● **Aim of the task**
What you return must be every line below that includes the word "shredded".

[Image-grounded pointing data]

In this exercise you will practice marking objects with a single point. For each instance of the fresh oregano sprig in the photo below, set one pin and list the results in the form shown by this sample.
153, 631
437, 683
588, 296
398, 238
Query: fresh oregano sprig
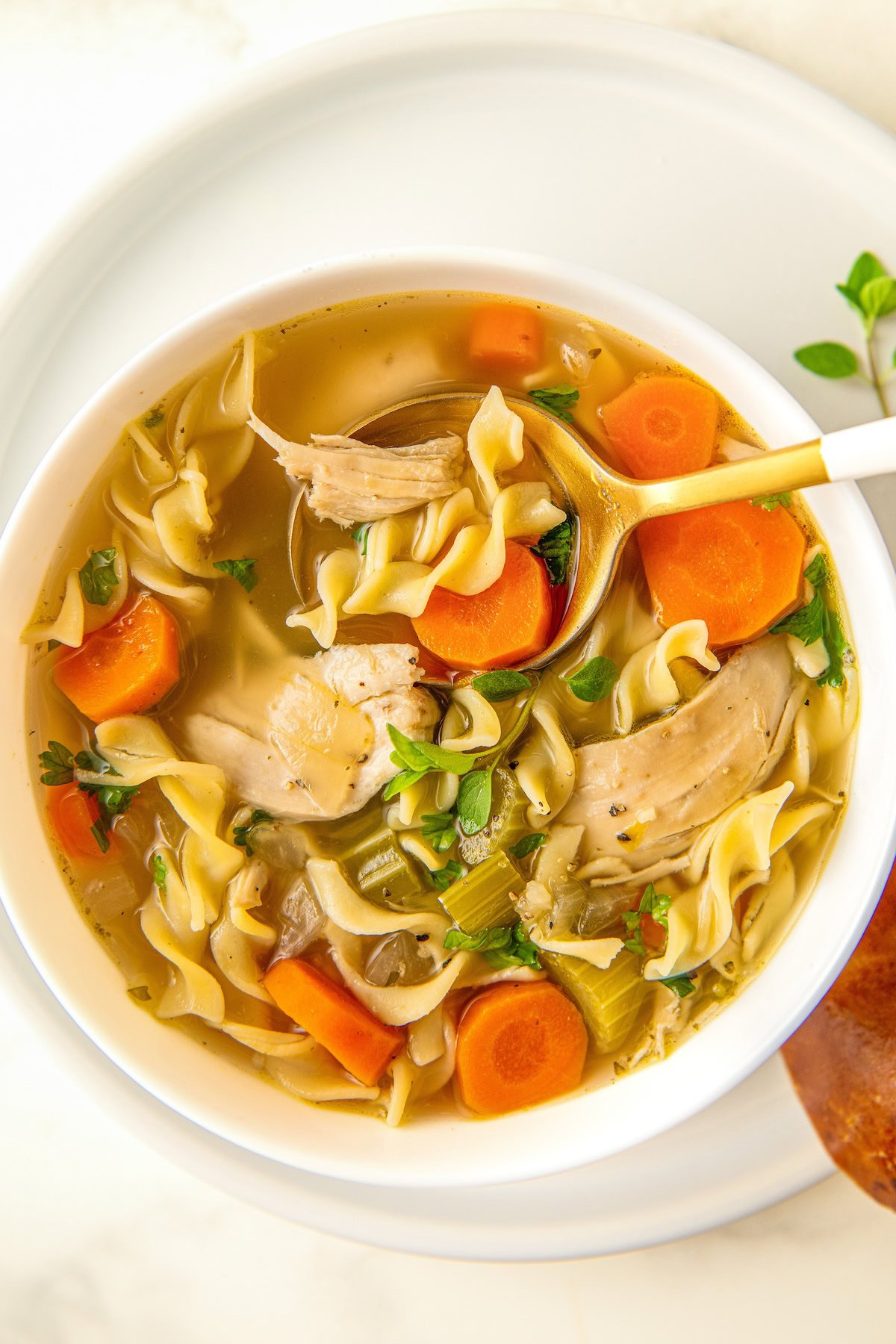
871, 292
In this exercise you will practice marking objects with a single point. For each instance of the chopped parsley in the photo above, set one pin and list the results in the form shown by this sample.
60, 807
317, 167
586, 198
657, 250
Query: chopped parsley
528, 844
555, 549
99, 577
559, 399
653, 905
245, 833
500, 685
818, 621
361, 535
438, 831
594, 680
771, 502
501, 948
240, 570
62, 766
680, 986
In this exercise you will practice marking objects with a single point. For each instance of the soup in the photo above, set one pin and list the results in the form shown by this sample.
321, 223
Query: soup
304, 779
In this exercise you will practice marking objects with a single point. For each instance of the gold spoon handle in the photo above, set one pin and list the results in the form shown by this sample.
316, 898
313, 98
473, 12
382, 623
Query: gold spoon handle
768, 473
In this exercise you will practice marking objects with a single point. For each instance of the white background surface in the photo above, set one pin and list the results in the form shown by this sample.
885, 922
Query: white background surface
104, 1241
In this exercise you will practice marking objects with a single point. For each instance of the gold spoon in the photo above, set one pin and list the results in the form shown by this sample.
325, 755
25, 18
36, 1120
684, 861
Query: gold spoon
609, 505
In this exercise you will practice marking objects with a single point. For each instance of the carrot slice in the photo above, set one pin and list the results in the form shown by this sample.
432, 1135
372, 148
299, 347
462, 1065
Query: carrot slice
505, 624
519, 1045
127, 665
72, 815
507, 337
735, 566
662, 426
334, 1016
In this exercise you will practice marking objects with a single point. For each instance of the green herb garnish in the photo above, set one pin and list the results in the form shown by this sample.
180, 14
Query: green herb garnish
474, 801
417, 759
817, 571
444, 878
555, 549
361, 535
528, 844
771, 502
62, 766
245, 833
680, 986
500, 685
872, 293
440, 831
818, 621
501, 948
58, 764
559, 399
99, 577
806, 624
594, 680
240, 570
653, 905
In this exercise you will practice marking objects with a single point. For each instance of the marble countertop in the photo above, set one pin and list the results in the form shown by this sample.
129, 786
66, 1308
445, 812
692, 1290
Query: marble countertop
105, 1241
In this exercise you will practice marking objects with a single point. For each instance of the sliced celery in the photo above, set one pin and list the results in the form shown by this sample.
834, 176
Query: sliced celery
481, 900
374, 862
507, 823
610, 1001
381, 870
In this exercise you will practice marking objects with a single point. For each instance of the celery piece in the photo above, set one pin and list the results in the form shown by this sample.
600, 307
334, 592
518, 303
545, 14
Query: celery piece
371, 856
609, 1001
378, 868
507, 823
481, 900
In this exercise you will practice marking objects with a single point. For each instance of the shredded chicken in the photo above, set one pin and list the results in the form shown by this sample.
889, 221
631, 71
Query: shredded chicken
...
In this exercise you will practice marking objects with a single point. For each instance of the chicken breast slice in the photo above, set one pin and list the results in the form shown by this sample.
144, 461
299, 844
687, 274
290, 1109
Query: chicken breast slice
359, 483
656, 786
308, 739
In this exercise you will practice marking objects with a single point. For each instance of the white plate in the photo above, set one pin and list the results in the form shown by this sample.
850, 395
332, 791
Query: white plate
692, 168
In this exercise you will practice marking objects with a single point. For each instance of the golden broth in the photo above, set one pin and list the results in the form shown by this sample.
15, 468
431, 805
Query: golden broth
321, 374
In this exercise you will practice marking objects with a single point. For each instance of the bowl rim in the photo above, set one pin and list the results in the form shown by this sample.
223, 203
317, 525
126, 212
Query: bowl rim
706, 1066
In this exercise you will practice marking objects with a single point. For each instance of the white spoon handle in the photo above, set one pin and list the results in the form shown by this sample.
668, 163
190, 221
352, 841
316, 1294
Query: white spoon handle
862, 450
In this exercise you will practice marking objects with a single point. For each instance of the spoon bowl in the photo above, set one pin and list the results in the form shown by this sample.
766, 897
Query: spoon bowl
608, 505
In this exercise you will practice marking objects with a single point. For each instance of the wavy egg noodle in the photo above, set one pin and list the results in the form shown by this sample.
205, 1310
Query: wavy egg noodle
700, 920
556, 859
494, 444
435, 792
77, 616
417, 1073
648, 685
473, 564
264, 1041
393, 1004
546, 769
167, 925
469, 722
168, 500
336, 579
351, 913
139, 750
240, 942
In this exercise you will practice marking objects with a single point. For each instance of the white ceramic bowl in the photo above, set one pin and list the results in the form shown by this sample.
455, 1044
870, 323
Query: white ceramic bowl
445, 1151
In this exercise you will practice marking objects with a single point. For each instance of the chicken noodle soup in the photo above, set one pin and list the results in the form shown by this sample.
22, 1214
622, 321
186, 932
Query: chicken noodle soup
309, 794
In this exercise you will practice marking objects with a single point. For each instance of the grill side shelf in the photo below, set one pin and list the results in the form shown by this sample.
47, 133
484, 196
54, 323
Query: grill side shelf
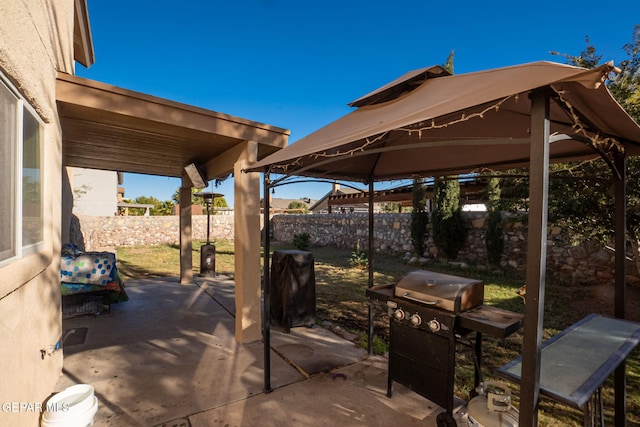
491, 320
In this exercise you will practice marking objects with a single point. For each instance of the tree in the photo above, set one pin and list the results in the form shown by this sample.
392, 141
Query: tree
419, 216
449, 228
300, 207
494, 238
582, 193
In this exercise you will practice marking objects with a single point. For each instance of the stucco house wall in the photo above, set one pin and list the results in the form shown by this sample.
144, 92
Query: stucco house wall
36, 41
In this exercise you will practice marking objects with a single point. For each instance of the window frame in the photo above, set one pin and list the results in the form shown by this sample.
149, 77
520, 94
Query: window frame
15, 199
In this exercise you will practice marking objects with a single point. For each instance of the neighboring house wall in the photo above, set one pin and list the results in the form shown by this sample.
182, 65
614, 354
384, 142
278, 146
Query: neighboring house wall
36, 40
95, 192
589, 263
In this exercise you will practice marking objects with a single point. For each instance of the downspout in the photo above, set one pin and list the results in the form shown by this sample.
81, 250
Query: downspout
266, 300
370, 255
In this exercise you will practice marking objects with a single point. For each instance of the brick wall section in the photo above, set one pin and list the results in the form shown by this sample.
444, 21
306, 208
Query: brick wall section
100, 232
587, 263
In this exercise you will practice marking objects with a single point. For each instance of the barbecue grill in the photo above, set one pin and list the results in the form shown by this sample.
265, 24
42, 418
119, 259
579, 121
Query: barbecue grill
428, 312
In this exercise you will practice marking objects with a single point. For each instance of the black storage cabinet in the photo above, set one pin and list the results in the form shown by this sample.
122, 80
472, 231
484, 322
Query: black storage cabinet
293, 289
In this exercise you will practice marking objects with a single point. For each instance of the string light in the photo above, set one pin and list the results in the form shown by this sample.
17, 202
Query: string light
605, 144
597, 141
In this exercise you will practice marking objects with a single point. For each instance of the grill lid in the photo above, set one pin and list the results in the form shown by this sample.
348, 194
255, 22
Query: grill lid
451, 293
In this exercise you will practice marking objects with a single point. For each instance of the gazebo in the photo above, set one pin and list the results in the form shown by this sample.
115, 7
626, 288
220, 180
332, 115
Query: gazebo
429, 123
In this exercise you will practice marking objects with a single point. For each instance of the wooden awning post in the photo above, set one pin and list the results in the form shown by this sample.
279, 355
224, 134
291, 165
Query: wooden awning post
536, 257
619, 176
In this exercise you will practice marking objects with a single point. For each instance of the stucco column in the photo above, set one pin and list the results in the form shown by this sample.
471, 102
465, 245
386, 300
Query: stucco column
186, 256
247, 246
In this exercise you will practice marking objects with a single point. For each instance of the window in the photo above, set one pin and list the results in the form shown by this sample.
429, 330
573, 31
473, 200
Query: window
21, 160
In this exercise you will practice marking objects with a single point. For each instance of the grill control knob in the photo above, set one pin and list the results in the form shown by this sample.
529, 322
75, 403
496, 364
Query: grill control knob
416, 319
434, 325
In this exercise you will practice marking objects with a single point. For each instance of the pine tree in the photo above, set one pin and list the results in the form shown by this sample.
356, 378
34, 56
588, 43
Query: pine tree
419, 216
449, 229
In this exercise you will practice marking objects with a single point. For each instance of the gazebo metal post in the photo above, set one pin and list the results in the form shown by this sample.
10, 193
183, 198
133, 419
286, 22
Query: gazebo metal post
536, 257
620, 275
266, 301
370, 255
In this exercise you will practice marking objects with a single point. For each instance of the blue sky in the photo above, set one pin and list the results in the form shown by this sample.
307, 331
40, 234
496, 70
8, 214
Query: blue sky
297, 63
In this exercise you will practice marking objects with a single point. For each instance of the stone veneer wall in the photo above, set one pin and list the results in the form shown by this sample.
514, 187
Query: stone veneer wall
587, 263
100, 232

● **Answer box**
In this exercise you will practice marking objects with a single point. For each instance of the shredded chicken in the photo above, set one pin and list the results in the form shown by this sample.
Query: shredded chicken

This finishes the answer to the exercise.